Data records

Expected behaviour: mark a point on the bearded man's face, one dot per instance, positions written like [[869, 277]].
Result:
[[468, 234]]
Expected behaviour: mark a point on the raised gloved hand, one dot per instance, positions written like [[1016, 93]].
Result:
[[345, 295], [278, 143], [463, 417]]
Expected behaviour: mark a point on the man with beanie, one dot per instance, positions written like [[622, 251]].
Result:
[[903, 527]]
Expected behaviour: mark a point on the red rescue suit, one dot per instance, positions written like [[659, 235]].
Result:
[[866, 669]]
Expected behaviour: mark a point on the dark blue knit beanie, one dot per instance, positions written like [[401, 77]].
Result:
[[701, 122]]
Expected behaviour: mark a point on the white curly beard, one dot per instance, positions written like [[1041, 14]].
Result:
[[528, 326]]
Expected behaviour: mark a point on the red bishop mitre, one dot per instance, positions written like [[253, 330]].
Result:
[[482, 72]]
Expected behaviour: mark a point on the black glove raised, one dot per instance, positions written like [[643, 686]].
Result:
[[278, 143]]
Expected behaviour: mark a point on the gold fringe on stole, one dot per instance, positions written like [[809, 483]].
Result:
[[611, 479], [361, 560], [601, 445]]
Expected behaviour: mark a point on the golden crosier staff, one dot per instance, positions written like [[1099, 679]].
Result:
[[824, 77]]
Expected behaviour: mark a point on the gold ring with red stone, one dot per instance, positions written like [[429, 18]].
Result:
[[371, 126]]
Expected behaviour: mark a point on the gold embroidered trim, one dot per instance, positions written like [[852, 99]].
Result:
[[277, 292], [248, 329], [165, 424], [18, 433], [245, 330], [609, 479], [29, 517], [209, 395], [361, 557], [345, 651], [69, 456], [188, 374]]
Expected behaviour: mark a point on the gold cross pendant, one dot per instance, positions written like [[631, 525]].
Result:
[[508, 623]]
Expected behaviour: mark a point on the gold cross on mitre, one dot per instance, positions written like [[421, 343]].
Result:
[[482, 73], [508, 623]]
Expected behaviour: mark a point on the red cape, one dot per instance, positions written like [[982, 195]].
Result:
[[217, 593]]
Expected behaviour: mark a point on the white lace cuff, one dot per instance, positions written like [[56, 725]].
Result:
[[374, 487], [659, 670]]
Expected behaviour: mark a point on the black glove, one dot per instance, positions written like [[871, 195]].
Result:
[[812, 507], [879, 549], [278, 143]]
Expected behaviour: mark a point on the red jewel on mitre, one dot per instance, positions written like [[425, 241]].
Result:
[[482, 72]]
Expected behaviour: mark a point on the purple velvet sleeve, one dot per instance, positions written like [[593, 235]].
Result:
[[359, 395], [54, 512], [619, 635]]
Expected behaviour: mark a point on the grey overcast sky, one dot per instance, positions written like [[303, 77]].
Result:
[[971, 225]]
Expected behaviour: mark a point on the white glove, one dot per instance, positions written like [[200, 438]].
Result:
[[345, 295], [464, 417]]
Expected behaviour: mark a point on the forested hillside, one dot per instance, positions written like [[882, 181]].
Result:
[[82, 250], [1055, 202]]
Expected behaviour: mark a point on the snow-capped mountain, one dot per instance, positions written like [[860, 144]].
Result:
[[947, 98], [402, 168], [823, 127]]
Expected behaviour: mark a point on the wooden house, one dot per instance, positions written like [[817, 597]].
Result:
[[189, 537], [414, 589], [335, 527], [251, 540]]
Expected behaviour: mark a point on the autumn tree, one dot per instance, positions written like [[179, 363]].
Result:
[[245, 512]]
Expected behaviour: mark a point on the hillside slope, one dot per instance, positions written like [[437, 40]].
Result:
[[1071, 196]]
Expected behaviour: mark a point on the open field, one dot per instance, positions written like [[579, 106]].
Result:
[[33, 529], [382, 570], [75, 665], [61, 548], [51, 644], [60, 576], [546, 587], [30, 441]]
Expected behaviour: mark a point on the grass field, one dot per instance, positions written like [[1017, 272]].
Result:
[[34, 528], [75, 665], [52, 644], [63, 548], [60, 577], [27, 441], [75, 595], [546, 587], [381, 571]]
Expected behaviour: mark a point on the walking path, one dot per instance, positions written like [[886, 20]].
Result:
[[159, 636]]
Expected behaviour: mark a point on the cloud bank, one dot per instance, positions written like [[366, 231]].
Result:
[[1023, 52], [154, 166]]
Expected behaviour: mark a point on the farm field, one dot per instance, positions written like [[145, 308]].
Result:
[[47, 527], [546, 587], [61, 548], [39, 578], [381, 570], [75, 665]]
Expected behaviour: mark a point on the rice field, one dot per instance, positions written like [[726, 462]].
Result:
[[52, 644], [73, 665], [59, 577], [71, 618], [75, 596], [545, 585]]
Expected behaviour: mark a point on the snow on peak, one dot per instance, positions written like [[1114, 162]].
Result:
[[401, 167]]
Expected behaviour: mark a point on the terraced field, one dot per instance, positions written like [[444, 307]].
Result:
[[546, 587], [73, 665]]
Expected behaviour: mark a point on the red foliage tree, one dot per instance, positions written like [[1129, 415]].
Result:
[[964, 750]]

● **EXERCISE BRIEF**:
Please show every line above that includes the word "black".

● **RESPONSE AREA**:
Expected behaviour: mark a point on the black glove raised, one dot per instance, positions written like [[643, 686]].
Expected behaviour: mark a point on the black glove, one dot per instance, positions written like [[871, 195]].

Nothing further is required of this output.